__EXTRACT__.
····················
Podcast Preview with John Worrell, Filtration Technology Corporation

John Worrell

December 17, 2024

BY Biodiesel Magazine

Season 2, Episode 1, of the SAF Magazine/Biodiesel Magazine podcast features John Worrell, vice president of sales at Filtration Technology Corporation, a leader in filtration and separation systems. During the podcast, Worrell discusses the design, features and application of the company’s Invicta liquid-solids filter cartridges.

Q: Tell us about Filtration Technology Corporation. 
Worrell: FTC is a Houston-based filtration company, specializing in high-efficiency pleated medias in four primary categories—those being liquid-solids separation, gas-solids filtration, liquid-liquid separation and gas-liquid separation. The company was founded by John Hampton in 1987, specializing in the oil and gas industry, and subsequently has grown to more downstream processes, including gas treatment, refining and even food and beverage.

Q: FTC changed the shape of traditional cylinder filters. Why did the company do that?
····················
__THINGS TO DO__.
**a.** According to the podcast preview, who founded Filtration Technology Corporation, and in what year?
**b.** Write the next part of the podcast preview, picking up right after its last line.
The listing comes from a different source than the podcast preview.
····················
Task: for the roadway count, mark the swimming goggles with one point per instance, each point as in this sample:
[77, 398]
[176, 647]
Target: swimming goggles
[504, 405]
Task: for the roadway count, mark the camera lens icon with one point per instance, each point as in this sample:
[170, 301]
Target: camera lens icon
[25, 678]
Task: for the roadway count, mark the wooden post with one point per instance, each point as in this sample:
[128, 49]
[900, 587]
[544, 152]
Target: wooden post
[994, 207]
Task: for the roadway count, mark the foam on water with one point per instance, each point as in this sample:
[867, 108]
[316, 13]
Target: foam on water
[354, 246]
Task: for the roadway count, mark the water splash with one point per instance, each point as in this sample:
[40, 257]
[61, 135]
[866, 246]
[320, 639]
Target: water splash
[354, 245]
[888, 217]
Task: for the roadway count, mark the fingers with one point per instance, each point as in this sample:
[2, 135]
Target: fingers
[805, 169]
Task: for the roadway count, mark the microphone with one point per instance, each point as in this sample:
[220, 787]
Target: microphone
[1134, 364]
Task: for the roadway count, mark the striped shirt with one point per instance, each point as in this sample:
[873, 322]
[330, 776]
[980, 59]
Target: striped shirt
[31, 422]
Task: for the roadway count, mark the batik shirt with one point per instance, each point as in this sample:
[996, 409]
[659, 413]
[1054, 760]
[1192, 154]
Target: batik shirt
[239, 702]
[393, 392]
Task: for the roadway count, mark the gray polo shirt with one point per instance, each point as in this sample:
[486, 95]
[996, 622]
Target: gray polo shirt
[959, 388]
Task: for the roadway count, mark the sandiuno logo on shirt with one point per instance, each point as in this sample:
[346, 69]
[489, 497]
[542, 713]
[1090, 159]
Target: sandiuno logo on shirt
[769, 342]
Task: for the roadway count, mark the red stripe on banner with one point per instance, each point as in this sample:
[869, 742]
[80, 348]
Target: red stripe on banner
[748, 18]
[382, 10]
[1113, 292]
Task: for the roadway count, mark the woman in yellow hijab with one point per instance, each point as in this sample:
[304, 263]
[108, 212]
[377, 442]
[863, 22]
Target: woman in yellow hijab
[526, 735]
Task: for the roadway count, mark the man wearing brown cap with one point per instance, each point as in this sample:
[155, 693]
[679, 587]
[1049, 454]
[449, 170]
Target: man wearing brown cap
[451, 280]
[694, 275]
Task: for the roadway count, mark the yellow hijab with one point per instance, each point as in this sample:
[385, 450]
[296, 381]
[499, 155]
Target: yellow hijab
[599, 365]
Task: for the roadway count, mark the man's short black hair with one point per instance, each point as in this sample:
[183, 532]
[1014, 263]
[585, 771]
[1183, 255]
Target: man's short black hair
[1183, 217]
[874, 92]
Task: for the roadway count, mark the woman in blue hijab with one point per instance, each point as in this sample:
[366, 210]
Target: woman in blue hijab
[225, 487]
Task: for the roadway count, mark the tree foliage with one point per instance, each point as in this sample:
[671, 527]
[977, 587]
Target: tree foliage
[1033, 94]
····················
__PER-TASK OUTPUTS__.
**a.** John Hampton founded it in 1987.

**b.**
Worrell: First of all, it’s important to understand that filter performance can be directly tied to usable surface area. All things being equal, the more usable surface that you have in a given system, the more dirt a filter will hold, and the higher efficiency a filter will have at removing a given contaminant size. This can be proven via Darcy’s Law, which we use to calculate flow through any porous media. We know according to Darcy’s Law, that dirt-holding capacity is indirectly proportional to flux rate, or flow per unit area. So, the more surface area that a cartridge has, the more contaminants a cartridge can hold. Over the years, many traditional cylinder cartridge designs have been modified to try to pack as much surface area as you can get into a given cylindrical cartridge. And that’s been done through increased pleat count, tighter pleat spacing, putting taller pleats in a cartridge, or even staggering the pleat heights, which we call W pleats, in diameters ... all in order to maximize the amount of surface area in a given cartridge ... So, there has been a lot of variations in cartridge diameters ... in the attempt to try to improve the amount of surface area in a given housing. Now, there is a problem with the cylindrical design, and it’s that all things being equal, your pleats will also be spaced tighter at the ID than they are at the OD. This can result in a partial use of the surface area at the ID, because the pleats get so close together that the dirt does not quite penetrate down into the ID of the cartridge—we call that tip loading. In other words, the contaminate doesn’t fully load throughout the surface area of the cartridge, so therefore, you pay for surface area that you don’t fully utilize ... subsequently, with cylindrical designs, you can only get so many cartridges in a given vessel design no matter what diameter you use, because you can only fit so many circles within a circle. Therefore, you have wasted space in the vessel. This is where the Invicta design comes in—we’ve solved two fundamental problems.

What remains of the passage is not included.